Copy the following lines word for word, starting with the line that contains "out the sunlit" and going on through the line that contains "x=944, y=275".

= = = = = = =

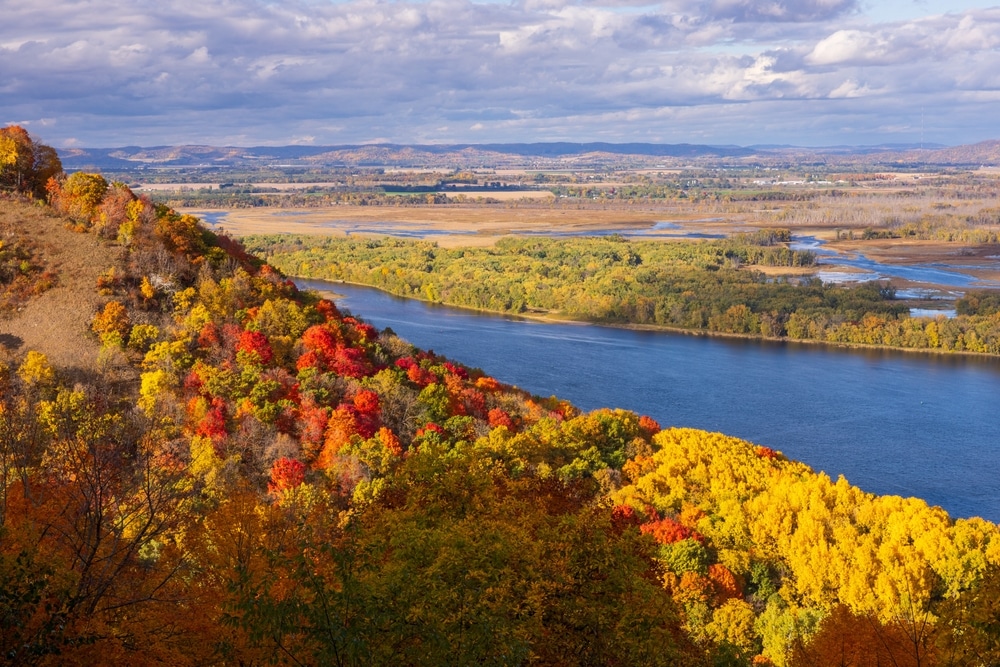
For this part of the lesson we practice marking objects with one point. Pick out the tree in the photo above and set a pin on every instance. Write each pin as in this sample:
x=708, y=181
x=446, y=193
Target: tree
x=26, y=165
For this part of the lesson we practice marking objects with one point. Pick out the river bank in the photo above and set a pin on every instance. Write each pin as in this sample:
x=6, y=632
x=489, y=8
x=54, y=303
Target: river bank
x=551, y=318
x=891, y=423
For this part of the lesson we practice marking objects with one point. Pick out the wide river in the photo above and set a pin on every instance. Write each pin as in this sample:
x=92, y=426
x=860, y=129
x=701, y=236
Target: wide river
x=891, y=423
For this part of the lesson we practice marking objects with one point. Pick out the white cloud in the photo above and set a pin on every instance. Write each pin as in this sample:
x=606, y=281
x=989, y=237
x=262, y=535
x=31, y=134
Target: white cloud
x=449, y=70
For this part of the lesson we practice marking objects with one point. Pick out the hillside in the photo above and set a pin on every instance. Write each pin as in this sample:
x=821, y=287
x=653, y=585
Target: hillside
x=57, y=321
x=287, y=485
x=555, y=155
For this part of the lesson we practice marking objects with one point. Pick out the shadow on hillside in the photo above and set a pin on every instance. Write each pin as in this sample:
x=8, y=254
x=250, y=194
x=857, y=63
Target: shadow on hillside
x=10, y=342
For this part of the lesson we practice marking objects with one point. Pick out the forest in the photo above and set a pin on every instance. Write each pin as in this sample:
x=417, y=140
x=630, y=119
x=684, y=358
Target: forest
x=252, y=475
x=711, y=286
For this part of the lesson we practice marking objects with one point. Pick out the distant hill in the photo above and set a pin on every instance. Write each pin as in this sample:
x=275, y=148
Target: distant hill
x=375, y=154
x=532, y=155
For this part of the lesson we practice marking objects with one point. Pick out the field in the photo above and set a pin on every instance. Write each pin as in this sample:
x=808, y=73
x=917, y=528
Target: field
x=467, y=225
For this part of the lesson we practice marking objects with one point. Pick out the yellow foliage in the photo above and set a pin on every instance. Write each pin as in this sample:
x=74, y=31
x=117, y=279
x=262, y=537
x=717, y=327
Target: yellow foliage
x=881, y=555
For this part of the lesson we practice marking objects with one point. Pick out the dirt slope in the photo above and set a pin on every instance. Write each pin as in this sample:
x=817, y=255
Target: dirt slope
x=57, y=323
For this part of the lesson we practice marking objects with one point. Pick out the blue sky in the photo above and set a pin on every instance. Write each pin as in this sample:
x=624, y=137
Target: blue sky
x=248, y=72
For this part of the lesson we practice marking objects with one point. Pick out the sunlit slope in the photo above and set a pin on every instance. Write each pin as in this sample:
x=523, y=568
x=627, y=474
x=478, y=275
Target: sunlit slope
x=286, y=484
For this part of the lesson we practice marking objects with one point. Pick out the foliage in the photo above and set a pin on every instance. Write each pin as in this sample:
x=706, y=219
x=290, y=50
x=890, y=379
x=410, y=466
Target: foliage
x=688, y=285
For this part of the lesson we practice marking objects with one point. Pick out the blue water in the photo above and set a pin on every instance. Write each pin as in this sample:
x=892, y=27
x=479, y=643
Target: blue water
x=891, y=423
x=944, y=275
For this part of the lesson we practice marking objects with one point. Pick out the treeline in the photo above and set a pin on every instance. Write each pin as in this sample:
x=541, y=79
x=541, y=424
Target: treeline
x=700, y=286
x=287, y=485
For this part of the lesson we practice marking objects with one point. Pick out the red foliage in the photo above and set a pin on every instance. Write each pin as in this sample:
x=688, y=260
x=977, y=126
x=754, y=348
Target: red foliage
x=623, y=516
x=390, y=441
x=320, y=339
x=213, y=423
x=210, y=335
x=327, y=309
x=499, y=417
x=421, y=376
x=255, y=343
x=366, y=401
x=668, y=531
x=430, y=427
x=406, y=363
x=341, y=427
x=286, y=474
x=312, y=420
x=366, y=411
x=489, y=384
x=456, y=370
x=473, y=401
x=649, y=426
x=365, y=332
x=309, y=360
x=350, y=362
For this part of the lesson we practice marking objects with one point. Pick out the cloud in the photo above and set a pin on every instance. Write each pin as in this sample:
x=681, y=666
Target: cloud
x=231, y=71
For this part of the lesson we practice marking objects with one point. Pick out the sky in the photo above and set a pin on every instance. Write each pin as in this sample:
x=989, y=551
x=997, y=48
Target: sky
x=106, y=73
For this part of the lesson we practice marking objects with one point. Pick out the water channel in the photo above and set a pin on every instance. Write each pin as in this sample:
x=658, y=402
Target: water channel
x=891, y=423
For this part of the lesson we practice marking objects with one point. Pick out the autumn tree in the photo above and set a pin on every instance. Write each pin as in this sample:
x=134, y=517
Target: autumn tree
x=26, y=165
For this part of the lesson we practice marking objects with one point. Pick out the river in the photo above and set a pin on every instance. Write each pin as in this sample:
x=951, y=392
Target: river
x=891, y=423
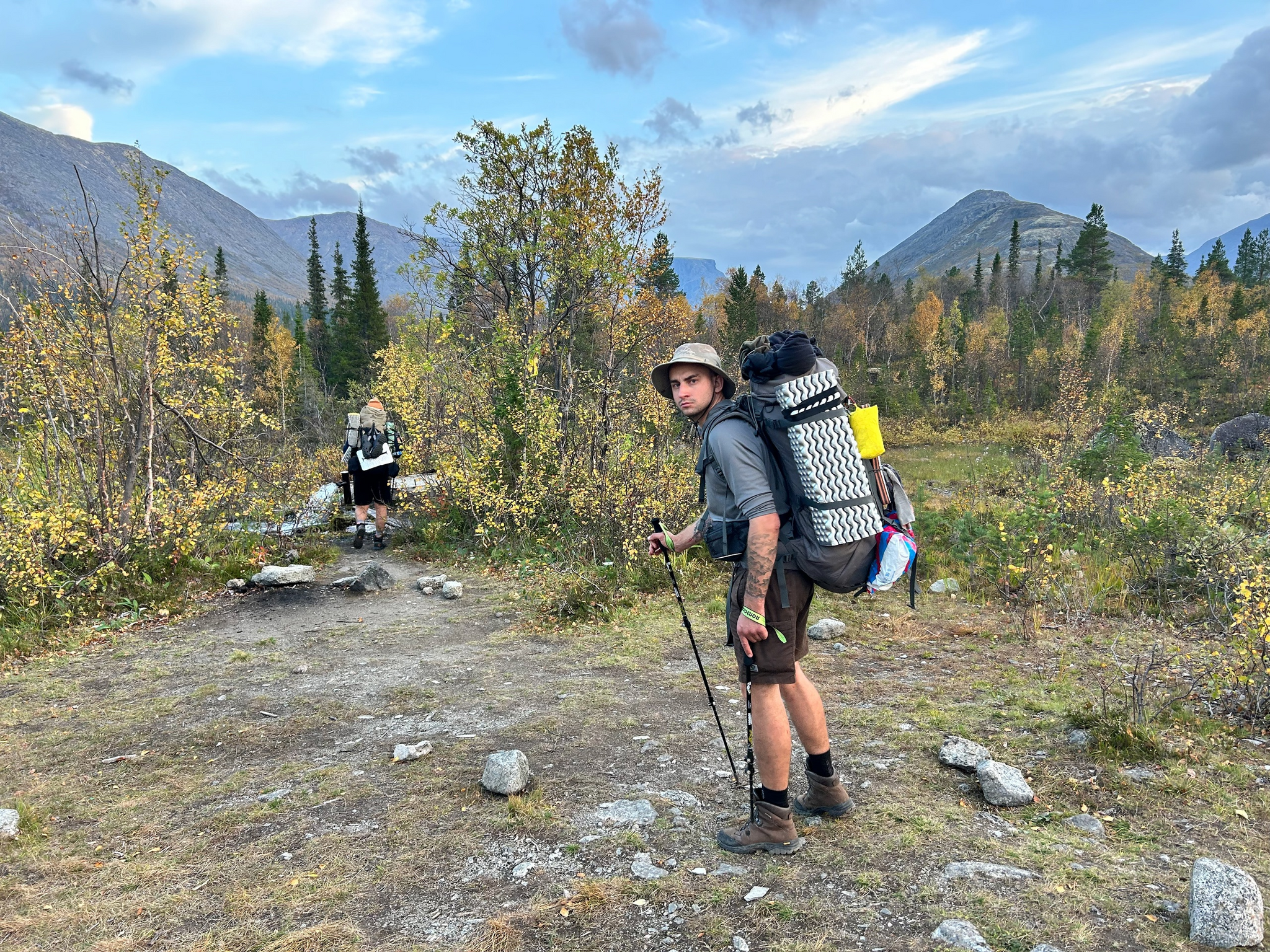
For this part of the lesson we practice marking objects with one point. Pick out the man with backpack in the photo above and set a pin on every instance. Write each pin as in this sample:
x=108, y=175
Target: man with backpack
x=371, y=447
x=768, y=611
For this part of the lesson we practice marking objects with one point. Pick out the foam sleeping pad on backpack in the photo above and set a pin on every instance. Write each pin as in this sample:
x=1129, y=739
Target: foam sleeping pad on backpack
x=830, y=465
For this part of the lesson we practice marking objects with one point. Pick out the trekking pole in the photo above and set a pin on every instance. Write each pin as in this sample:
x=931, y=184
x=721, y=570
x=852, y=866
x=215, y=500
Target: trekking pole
x=750, y=736
x=687, y=627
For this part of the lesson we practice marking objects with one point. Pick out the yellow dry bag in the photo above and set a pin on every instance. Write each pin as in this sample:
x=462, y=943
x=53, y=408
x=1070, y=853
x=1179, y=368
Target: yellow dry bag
x=864, y=426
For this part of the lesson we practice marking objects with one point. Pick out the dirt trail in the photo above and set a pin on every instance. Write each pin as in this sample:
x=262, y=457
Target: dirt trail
x=308, y=690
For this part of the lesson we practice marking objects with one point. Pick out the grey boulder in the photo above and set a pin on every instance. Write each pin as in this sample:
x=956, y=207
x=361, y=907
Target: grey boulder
x=506, y=772
x=626, y=813
x=1089, y=826
x=373, y=578
x=961, y=935
x=644, y=868
x=1226, y=907
x=827, y=630
x=973, y=868
x=1244, y=434
x=275, y=575
x=1002, y=785
x=963, y=754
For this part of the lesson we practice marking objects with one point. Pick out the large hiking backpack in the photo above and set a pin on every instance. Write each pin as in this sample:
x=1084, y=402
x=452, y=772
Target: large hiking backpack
x=835, y=506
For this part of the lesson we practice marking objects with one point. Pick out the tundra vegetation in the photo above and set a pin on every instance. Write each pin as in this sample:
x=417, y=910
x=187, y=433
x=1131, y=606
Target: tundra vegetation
x=149, y=419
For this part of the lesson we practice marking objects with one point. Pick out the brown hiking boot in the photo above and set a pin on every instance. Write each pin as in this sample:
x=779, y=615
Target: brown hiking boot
x=773, y=831
x=826, y=796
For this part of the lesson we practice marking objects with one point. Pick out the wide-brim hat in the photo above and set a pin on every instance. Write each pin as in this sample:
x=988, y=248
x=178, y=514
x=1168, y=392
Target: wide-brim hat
x=701, y=355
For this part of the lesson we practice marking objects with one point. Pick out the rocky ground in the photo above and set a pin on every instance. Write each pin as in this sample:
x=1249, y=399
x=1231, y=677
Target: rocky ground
x=225, y=782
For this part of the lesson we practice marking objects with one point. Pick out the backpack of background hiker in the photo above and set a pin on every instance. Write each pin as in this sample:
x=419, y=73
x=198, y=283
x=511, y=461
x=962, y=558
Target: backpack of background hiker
x=835, y=503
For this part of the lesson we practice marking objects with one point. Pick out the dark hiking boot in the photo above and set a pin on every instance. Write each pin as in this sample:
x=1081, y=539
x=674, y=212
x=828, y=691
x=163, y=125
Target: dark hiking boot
x=773, y=831
x=826, y=796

= = = = = = =

*FULL SOLUTION*
For this part of the lesson we practice marking objects with one point. Pick out the sunlit slope in the photo above and set a pin on every instance. Write each pin as in this sample:
x=523, y=568
x=627, y=474
x=478, y=275
Target: sunlit slope
x=286, y=484
For this part of the lesson we practice marking objects with one point. Pick out the foliage in the photo above and set a pin on every instance. Write each pin as in this sample:
x=706, y=219
x=290, y=50
x=890, y=379
x=410, y=466
Target: foliage
x=688, y=285
For this part of the lesson we practice marking objects with one point. Pick out the blue water in the photo above and set a pin on every instance. Write each pin as in this sample:
x=892, y=27
x=479, y=643
Target: blue water
x=891, y=423
x=944, y=275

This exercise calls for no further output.